• **DOCUMENTO**:

Menores são responsáveis pela maioria dos roubos

Até o dia 31 de março, ocorreram 966 assaltos no bairro. A média é de quase 11 por dia.

O escritor Jorge Amado imaginou em 1937 um grupo de crianças ladronas que batizou de Capitães da Areia. Setenta e três anos depois, o tráfico de drogas pariu os capitães do Areal, do Boqueirão, de Santa Cruz e do Vale das Pedrinhas. Este novo exército de meninos que vivem de assaltos não conta com um único líder, como Pedro Bala, nem mora junto em um mesmo trapiche abandonado na Orla de Salvador. São grupos independentes que transformaram a Pituba na Eldorado dos criminosos e dos viciados em crack.

Até o dia 31 de março, ocorreram 966 assaltos no bairro. A média é de quase 11 por dia. O capitão mais temido na Pituba é E.S.S., 16 anos, conhecido por Neguinho. Morador no Nordeste de Amaralina, ele é o Pedro Bala de um grupo de assaltantes que vira e mexe esvazia os caixas da rede Pague Menos.

• **TAREFAS PROPOSTAS**:
1. Responda às perguntas sobre a reportagem, uma por linha.
(a) Em que ano Jorge Amado imaginou o grupo que batizou de Capitães da Areia?
(b) Quantos assaltos ocorreram no bairro até o dia 31 de março?
(c) Onde mora o capitão mais temido na Pituba?
2. Devolva sem alterações o trecho da reportagem que começa em "Menores são responsáveis" e termina em "viciados em crack.".
3. Diga se cada afirmação concorda com a reportagem, respondendo sim ou não e citando as palavras que decidem a questão.
(a) O novo exército de meninos que vivem de assaltos conta com um único líder.
(b) A média de assaltos no bairro é de quase 11 por dia.
(c) Neguinho tem 16 anos.
Os dados abaixo não são necessários.

[Linhas de um conjunto de dados]

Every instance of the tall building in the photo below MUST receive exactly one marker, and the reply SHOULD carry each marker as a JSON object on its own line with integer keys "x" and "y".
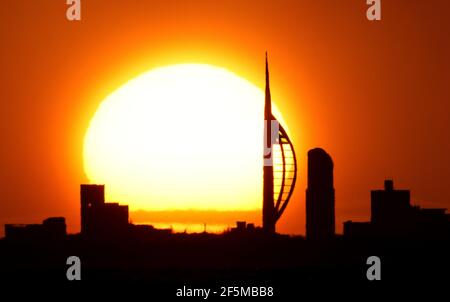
{"x": 393, "y": 216}
{"x": 320, "y": 223}
{"x": 280, "y": 165}
{"x": 100, "y": 219}
{"x": 388, "y": 205}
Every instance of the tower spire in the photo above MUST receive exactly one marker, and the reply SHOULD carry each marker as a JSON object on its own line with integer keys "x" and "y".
{"x": 268, "y": 199}
{"x": 268, "y": 98}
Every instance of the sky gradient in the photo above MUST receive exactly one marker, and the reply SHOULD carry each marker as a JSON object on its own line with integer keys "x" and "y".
{"x": 374, "y": 95}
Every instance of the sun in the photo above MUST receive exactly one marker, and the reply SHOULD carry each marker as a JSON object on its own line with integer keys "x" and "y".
{"x": 181, "y": 137}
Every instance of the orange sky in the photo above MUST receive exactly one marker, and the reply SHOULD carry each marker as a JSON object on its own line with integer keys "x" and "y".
{"x": 373, "y": 94}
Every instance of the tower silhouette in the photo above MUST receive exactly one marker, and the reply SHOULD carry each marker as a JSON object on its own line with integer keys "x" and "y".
{"x": 320, "y": 223}
{"x": 268, "y": 198}
{"x": 280, "y": 165}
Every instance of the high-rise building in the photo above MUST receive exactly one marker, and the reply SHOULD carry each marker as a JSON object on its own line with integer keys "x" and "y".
{"x": 100, "y": 219}
{"x": 280, "y": 165}
{"x": 320, "y": 222}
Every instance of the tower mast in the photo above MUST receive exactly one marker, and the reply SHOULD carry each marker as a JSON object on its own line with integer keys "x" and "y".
{"x": 268, "y": 200}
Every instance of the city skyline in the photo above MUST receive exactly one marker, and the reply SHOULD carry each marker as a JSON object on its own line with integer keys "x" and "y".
{"x": 370, "y": 94}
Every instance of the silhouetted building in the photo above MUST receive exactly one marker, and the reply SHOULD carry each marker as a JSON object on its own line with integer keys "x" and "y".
{"x": 320, "y": 196}
{"x": 53, "y": 228}
{"x": 393, "y": 216}
{"x": 268, "y": 198}
{"x": 279, "y": 183}
{"x": 390, "y": 209}
{"x": 100, "y": 219}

• **RESPOSTAS DO EXERCÍCIO**:
1.
(a) Em 1937.
(b) 966 assaltos.
(c) No Nordeste de Amaralina.

2.
Menores são responsáveis pela maioria dos roubos

Até o dia 31 de março, ocorreram 966 assaltos no bairro. A média é de quase 11 por dia.

O escritor Jorge Amado imaginou em 1937 um grupo de crianças ladronas que batizou de Capitães da Areia. Setenta e três anos depois, o tráfico de drogas pariu os capitães do Areal, do Boqueirão, de Santa Cruz e do Vale das Pedrinhas. Este novo exército de meninos que vivem de assaltos não conta com um único líder, como Pedro Bala, nem mora junto em um mesmo trapiche abandonado na Orla de Salvador. São grupos independentes que transformaram a Pituba na Eldorado dos criminosos e dos viciados em crack.

3.
(a) Não: "não conta com um único líder"
(b) Sim: "A média é de quase 11 por dia."
(c) Sim: "E.S.S., 16 anos, conhecido por Neguinho"